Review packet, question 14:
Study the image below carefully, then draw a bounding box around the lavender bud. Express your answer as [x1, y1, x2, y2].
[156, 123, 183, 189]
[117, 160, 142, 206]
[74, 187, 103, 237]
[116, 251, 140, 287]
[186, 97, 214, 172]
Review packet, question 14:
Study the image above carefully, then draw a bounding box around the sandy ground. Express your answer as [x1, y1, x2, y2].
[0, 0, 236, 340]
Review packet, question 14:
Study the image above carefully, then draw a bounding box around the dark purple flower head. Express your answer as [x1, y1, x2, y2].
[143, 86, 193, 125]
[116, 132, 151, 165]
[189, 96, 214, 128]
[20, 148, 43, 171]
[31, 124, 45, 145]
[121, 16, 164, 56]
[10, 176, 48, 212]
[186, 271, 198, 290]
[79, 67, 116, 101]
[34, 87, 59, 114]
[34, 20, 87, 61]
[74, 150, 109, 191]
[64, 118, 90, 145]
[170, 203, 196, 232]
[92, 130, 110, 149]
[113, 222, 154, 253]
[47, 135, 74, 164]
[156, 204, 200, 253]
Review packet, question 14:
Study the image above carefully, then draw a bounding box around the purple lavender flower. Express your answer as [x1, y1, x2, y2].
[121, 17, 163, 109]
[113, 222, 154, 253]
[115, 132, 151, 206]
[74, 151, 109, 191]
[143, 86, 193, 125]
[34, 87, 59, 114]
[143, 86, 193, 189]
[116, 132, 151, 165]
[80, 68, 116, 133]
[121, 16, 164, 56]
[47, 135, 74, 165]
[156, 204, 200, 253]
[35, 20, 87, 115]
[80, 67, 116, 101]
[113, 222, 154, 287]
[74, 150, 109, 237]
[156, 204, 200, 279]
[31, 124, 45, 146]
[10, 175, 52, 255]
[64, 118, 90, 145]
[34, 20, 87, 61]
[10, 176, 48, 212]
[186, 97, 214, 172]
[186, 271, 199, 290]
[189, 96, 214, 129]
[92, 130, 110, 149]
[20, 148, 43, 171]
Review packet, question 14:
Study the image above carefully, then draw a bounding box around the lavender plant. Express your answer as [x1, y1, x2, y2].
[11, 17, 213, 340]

------------------------------------------------------------

* _YOUR OBJECTIVE_
Copy each of the records above word for word, keeping their original order.

* _THE COMPLETED TASK_
Review packet, question 14:
Study the image below carefully, then draw a bounding box around the lavender bud. Express your answer as [x1, y1, x2, y2].
[156, 123, 183, 189]
[117, 160, 142, 206]
[74, 187, 103, 237]
[116, 251, 140, 287]
[186, 97, 214, 172]
Review packet, question 14:
Study the image above carefully, then draw a bounding box around the sandy ground. Express your answer as [x1, y1, x2, y2].
[0, 0, 236, 340]
Review packet, question 14:
Study the image above carefully, then draw a bounding box around the dark purple flower head. Express your answer as [x1, y1, x2, y2].
[143, 86, 193, 125]
[116, 132, 151, 165]
[189, 96, 214, 128]
[20, 148, 43, 171]
[31, 124, 45, 145]
[121, 16, 164, 56]
[10, 176, 48, 212]
[186, 271, 198, 290]
[79, 67, 116, 101]
[34, 87, 59, 114]
[34, 20, 87, 61]
[74, 150, 109, 191]
[64, 118, 90, 145]
[170, 203, 196, 232]
[92, 130, 110, 149]
[113, 222, 154, 253]
[47, 135, 74, 164]
[156, 204, 200, 253]
Review packet, question 14:
Study the image above carefully, then draw a bounding box around the purple lavender flower. Express your answer as [x1, y1, x2, y2].
[121, 17, 163, 109]
[113, 222, 154, 253]
[115, 132, 151, 206]
[74, 151, 109, 191]
[143, 86, 193, 125]
[34, 87, 59, 114]
[143, 86, 193, 189]
[116, 132, 151, 165]
[80, 68, 116, 133]
[121, 16, 164, 56]
[47, 135, 74, 165]
[156, 204, 200, 253]
[35, 20, 87, 115]
[80, 67, 116, 101]
[113, 222, 154, 287]
[74, 150, 109, 237]
[156, 204, 200, 279]
[31, 124, 45, 146]
[10, 175, 52, 255]
[64, 118, 90, 145]
[34, 20, 87, 61]
[10, 176, 48, 212]
[186, 97, 214, 172]
[186, 271, 199, 290]
[189, 96, 214, 129]
[92, 130, 110, 149]
[20, 148, 43, 171]
Review packet, question 14:
Study the image above carefully, then draw a bounding box around the lavender plant. Express your answer as [x1, y1, x2, y2].
[11, 17, 213, 340]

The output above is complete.